## START DOCUMENT TEXT

Nogueira, an actor and playwright-turned-screenwriter, was originally tapped to pen a “Supergirl” script when Warner Bros. was developing the movie as a spinoff of “The Flash.” But when James Gunn and Peter Safran were named co-CEOs of DC Studios in 2022, they decided to take the DCU in a different direction — and brought Nogueira along for the ride. In fact, they were so enamored with her take on the Supergirl story — both in its original iteration and her revised pitch, based on Tom King’s “Woman of Tomorrow,” which follows Kara and a young alien girl named Ruthye (Eve Ridley) on a quest for vengeance — that Nogueira will also pen DC’s upcoming live-action “Teen Titans” movie, as well as a “Wonder Woman” film.

“Look, I’ve been screenwriting for a long time, and you can go through drafts and drafts and drafts, and it doesn’t happen, or it gets really close, you’re about to be greenlit and something falls apart, so for it all to happen so quickly was nuts and abnormal, for sure,” Nogueira says.

Ana Nogueira and Milly Alcock at the “Supergirl” premiere on June 22 in New York City. Getty Images for Warner Bros.

But what really made the “Supergirl” experience unique was that the creatives, including director Craig Gillespie, were all on the same page from the jump. “We just all saw the same thing,” she says. “And we also had Tom King’s comic, which was so helpful, but also [knowing] that you have to leave some stuff behind.”

## END DOCUMENT TEXT

Set down the whole passage above about Ana Nogueira's screenwriting for "Supergirl," word for word.

## START PROVIDED DATA

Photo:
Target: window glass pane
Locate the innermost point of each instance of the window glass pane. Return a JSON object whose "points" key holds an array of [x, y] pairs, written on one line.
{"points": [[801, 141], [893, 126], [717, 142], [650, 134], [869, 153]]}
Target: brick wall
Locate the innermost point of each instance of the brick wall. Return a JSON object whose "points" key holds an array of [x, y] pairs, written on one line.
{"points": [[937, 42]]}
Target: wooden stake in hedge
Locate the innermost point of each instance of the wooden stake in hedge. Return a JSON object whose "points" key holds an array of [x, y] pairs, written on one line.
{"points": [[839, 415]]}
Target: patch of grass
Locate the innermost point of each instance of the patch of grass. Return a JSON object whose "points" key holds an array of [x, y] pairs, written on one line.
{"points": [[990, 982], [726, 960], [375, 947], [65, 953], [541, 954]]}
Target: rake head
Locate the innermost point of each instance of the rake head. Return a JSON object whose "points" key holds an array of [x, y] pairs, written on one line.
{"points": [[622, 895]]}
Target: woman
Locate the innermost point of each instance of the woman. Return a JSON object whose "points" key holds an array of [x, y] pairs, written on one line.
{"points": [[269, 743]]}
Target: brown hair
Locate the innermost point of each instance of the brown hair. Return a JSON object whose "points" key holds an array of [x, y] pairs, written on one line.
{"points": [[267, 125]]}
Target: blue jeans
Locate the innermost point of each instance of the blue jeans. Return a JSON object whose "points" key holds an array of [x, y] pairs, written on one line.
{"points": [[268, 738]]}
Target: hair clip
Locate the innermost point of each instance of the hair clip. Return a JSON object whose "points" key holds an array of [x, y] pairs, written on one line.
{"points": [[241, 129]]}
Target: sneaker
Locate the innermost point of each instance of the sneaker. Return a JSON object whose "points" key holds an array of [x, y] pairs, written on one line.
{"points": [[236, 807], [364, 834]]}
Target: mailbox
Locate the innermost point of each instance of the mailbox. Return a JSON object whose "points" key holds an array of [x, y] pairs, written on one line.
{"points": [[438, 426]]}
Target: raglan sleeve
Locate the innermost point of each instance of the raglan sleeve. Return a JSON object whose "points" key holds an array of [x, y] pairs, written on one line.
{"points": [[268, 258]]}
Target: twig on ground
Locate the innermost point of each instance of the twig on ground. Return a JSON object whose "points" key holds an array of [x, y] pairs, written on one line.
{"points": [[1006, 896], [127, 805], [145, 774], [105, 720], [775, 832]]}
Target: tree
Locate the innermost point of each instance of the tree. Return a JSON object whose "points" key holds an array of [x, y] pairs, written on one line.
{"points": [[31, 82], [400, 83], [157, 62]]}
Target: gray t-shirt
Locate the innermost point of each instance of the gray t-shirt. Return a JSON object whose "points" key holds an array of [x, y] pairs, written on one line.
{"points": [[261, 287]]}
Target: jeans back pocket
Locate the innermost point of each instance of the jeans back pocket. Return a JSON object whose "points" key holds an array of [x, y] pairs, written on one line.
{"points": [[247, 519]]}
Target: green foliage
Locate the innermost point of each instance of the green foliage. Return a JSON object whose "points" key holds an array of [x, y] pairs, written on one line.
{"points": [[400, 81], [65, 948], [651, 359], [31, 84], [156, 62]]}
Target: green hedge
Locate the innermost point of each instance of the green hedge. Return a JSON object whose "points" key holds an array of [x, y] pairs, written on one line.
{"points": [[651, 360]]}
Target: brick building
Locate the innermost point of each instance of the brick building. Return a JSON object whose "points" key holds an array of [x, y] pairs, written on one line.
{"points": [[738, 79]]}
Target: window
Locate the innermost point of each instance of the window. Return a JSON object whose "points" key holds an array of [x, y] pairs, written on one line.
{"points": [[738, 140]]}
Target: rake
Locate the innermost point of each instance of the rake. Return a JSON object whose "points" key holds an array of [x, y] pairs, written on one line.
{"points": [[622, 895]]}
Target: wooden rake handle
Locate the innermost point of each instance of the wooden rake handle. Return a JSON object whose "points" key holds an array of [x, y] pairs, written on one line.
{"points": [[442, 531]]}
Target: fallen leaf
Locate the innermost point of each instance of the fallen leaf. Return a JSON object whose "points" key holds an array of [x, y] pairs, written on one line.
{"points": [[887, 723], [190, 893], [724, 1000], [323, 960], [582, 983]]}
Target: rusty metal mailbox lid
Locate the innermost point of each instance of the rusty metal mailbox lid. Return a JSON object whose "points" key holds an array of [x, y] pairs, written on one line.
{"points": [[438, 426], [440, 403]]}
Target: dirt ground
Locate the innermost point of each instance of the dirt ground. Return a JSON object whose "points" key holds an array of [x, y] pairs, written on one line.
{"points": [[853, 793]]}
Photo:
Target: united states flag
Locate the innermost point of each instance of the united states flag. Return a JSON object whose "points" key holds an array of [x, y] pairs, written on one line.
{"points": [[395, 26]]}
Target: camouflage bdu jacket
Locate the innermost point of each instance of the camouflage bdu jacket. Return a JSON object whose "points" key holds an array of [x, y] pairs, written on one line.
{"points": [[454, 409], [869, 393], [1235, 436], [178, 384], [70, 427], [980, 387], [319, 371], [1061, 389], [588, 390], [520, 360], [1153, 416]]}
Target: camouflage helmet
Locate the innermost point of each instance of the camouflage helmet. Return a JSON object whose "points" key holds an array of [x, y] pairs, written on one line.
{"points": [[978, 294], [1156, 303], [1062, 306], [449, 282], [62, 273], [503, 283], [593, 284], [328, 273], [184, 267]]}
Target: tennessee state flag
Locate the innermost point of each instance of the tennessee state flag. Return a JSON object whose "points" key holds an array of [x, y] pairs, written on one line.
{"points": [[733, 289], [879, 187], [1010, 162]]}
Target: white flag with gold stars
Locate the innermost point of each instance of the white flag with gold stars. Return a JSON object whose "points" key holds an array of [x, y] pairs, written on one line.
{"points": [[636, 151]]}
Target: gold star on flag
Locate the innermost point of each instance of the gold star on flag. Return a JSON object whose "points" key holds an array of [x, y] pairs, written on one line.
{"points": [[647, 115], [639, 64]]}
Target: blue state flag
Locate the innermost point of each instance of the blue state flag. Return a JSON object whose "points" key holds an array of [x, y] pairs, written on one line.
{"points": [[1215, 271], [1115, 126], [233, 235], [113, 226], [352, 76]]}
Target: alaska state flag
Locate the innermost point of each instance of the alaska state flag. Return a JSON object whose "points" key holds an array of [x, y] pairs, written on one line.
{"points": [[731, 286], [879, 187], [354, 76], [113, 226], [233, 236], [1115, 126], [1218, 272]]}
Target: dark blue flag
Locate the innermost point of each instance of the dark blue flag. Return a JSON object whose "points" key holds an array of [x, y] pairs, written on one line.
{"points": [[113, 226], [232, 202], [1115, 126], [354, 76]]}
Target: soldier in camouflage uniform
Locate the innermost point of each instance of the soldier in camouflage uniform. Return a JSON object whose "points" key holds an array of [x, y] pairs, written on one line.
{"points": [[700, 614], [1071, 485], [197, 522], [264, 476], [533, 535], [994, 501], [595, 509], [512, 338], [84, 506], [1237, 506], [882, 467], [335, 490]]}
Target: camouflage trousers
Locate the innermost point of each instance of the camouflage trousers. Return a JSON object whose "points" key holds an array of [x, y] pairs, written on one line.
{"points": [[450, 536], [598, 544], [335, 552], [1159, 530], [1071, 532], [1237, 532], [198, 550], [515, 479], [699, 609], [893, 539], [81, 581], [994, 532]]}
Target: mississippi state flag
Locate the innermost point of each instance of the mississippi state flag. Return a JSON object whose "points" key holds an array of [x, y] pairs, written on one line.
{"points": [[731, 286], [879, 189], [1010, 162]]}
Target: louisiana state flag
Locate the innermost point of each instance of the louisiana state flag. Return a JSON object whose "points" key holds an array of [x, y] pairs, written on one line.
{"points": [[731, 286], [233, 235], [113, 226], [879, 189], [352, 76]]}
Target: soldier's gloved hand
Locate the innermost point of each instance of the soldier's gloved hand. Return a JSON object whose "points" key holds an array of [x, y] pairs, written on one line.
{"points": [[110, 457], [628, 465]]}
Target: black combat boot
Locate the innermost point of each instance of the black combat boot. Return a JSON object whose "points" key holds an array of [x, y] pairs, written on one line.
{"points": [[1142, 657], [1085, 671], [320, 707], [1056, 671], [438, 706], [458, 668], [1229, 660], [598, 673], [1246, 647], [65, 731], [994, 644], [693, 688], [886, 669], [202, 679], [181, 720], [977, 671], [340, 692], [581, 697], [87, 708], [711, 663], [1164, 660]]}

## END PROVIDED DATA

CORRECT ANSWER:
Nogueira, an actor and playwright-turned-screenwriter, was originally tapped to pen a “Supergirl” script when Warner Bros. was developing the movie as a spinoff of “The Flash.” But when James Gunn and Peter Safran were named co-CEOs of DC Studios in 2022, they decided to take the DCU in a different direction — and brought Nogueira along for the ride. In fact, they were so enamored with her take on the Supergirl story — both in its original iteration and her revised pitch, based on Tom King’s “Woman of Tomorrow,” which follows Kara and a young alien girl named Ruthye (Eve Ridley) on a quest for vengeance — that Nogueira will also pen DC’s upcoming live-action “Teen Titans” movie, as well as a “Wonder Woman” film.

“Look, I’ve been screenwriting for a long time, and you can go through drafts and drafts and drafts, and it doesn’t happen, or it gets really close, you’re about to be greenlit and something falls apart, so for it all to happen so quickly was nuts and abnormal, for sure,” Nogueira says.

Ana Nogueira and Milly Alcock at the “Supergirl” premiere on June 22 in New York City. Getty Images for Warner Bros.

But what really made the “Supergirl” experience unique was that the creatives, including director Craig Gillespie, were all on the same page from the jump. “We just all saw the same thing,” she says. “And we also had Tom King’s comic, which was so helpful, but also [knowing] that you have to leave some stuff behind.”